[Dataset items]
--
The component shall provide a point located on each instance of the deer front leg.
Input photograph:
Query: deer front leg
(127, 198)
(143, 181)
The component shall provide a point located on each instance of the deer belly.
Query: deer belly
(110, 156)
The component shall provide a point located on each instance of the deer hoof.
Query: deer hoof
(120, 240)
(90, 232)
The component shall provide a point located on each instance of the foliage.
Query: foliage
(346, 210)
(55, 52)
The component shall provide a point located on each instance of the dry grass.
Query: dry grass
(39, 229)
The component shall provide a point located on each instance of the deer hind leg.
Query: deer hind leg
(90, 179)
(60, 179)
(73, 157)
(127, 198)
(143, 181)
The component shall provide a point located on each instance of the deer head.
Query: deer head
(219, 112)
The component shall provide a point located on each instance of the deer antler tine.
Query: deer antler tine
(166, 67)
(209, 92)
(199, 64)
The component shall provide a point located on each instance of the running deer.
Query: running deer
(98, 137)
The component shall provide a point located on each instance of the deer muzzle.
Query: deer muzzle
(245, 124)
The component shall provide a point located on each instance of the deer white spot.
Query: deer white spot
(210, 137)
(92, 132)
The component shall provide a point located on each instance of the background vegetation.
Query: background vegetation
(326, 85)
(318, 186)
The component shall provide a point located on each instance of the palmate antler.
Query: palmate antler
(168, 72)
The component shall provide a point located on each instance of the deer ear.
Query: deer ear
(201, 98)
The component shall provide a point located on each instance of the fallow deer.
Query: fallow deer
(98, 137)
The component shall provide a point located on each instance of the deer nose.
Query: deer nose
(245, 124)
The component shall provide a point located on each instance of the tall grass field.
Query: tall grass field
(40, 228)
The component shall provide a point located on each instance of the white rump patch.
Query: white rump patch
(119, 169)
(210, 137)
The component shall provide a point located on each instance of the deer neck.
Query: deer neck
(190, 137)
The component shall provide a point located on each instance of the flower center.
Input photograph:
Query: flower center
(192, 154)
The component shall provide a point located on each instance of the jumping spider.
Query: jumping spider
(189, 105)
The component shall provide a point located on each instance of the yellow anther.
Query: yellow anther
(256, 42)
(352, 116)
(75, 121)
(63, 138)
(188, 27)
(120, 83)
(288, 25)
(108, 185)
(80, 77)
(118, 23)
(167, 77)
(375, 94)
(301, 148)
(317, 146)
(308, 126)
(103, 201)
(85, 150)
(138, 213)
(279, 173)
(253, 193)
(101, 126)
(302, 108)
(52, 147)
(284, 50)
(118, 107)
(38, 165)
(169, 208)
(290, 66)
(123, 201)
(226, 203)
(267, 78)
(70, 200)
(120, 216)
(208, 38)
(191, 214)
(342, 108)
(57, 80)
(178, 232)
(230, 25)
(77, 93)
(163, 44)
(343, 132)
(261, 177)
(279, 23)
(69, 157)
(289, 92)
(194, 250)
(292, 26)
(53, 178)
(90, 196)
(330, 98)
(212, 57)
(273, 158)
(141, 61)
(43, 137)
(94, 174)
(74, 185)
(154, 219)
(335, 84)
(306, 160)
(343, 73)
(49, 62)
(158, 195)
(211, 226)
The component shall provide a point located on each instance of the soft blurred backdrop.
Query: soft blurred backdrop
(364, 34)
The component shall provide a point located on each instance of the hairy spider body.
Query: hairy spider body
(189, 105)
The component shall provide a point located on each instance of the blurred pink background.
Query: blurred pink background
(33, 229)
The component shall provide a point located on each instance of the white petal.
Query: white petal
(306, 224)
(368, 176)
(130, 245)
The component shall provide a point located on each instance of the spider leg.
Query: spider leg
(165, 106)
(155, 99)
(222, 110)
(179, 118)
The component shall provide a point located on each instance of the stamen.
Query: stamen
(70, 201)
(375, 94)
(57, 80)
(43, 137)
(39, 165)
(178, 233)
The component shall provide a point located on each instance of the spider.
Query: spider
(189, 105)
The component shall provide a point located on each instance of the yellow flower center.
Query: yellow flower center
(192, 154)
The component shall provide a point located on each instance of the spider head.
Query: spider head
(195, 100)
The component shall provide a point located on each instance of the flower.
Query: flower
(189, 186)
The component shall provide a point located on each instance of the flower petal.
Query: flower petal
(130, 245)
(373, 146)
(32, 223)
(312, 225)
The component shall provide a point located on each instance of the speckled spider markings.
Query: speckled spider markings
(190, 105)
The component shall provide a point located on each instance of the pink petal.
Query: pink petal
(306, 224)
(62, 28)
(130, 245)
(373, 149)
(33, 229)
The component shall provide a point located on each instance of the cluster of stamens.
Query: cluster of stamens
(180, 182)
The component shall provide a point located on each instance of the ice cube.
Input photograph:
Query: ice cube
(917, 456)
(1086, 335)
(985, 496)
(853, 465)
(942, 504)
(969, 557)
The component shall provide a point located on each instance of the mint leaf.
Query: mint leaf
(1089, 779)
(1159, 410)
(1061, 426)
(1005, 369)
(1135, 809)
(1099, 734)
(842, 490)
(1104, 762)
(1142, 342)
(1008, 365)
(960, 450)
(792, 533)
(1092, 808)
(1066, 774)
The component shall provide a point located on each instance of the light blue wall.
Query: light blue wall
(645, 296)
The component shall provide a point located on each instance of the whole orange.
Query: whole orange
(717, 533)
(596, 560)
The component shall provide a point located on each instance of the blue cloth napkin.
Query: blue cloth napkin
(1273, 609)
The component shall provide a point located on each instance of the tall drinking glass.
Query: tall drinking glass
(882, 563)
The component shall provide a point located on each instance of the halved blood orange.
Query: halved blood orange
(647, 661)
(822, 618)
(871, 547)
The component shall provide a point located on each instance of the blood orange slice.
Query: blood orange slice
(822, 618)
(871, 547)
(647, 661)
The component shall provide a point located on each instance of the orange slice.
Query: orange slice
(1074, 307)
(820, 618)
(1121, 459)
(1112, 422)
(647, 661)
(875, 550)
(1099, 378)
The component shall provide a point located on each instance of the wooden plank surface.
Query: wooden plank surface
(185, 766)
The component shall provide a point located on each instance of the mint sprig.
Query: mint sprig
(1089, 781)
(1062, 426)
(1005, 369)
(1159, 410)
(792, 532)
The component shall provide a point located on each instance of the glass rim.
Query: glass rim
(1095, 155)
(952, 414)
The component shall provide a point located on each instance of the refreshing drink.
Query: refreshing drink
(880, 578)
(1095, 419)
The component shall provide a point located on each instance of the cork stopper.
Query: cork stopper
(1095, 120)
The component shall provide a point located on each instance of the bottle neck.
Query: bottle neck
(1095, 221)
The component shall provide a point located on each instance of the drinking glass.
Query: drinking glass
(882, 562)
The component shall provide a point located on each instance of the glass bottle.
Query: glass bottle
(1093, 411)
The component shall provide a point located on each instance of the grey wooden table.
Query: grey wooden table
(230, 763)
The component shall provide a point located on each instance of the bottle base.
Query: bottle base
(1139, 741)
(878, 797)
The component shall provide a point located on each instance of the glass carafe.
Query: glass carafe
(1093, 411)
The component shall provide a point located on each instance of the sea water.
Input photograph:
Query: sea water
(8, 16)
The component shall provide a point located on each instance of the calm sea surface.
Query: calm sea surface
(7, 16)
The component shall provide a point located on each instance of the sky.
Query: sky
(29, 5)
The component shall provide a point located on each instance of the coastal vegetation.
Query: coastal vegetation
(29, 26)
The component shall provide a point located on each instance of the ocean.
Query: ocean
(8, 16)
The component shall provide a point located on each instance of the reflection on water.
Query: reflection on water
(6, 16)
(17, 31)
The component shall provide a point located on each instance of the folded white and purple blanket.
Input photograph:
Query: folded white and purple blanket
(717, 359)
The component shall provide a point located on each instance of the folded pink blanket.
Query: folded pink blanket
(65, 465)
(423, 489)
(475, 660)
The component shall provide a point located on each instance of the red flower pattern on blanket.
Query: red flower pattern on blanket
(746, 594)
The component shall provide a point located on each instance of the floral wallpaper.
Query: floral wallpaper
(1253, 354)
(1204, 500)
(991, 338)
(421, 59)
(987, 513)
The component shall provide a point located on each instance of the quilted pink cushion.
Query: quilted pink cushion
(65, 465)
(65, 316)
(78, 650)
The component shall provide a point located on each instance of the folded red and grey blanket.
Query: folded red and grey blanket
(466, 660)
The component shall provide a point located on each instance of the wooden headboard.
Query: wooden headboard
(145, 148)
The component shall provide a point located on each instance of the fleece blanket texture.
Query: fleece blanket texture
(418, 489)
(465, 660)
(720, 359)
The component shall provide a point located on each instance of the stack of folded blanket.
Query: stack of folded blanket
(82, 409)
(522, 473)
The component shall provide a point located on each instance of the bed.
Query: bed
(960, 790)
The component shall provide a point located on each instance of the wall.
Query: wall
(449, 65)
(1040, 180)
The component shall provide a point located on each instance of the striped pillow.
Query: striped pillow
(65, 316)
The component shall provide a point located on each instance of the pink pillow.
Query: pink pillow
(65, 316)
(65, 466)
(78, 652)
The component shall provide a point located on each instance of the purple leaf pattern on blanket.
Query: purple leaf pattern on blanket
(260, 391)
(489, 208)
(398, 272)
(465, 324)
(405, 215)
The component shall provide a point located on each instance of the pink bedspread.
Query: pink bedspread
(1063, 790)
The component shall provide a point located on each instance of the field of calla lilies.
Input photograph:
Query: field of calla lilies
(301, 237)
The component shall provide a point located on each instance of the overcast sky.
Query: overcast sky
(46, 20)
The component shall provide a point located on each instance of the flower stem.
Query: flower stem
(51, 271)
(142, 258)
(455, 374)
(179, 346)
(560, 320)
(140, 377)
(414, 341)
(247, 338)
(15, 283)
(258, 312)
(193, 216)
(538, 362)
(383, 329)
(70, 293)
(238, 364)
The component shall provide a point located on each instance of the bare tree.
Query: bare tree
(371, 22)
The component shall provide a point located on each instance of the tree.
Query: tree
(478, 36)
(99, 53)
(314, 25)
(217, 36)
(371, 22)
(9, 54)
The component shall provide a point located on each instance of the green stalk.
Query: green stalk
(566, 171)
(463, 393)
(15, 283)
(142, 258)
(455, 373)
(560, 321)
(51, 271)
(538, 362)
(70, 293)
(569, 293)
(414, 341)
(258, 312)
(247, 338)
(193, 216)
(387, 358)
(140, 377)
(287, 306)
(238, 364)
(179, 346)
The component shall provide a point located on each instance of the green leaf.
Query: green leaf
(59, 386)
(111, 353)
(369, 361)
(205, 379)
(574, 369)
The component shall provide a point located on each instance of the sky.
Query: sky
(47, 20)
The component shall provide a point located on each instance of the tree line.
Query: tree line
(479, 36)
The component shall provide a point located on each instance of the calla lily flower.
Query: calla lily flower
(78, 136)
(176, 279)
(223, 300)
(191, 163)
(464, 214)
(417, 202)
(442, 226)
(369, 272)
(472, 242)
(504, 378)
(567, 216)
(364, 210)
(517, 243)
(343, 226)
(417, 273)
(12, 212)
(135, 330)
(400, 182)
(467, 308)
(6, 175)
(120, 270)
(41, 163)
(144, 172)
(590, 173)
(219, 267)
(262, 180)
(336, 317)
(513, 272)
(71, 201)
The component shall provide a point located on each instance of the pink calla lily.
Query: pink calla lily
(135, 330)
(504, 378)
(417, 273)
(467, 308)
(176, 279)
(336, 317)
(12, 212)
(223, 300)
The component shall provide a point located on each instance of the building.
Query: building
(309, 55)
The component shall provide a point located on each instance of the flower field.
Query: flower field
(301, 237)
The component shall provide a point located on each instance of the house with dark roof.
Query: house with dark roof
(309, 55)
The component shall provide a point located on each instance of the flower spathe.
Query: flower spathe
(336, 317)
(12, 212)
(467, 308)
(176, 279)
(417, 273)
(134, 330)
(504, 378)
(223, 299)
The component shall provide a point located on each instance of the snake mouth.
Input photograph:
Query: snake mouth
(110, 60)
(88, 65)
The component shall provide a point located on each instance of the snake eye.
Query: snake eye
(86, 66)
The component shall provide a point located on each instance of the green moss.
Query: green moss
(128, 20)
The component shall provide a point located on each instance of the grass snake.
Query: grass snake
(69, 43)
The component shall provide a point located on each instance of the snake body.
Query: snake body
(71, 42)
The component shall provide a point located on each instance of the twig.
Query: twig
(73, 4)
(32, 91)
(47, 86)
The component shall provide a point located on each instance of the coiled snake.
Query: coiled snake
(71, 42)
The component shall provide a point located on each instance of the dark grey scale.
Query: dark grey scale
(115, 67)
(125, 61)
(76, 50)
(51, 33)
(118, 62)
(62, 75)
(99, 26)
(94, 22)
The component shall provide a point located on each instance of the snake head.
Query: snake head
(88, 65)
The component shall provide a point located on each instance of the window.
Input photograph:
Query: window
--
▸ What you need to do: Reproduce only the lines running from the one with "of the twig." through the final line of the listing above, both ends included.

▸ Result for this exercise:
The component shall provide a point located on each instance of the twig.
Query: twig
(73, 4)
(32, 91)
(47, 86)
The component shall provide a point located on each instance of the coiled snake.
Query: coiled snake
(71, 42)
The component shall provide a point located on each instance of the dark grey scale.
Query: dark grey scale
(115, 67)
(125, 61)
(76, 50)
(51, 33)
(118, 62)
(62, 75)
(99, 26)
(94, 22)
The component shall provide a point located on each instance of the snake head.
Query: snake head
(88, 65)
The component shall provide a point located on each instance of the window.
Input photograph:
Query: window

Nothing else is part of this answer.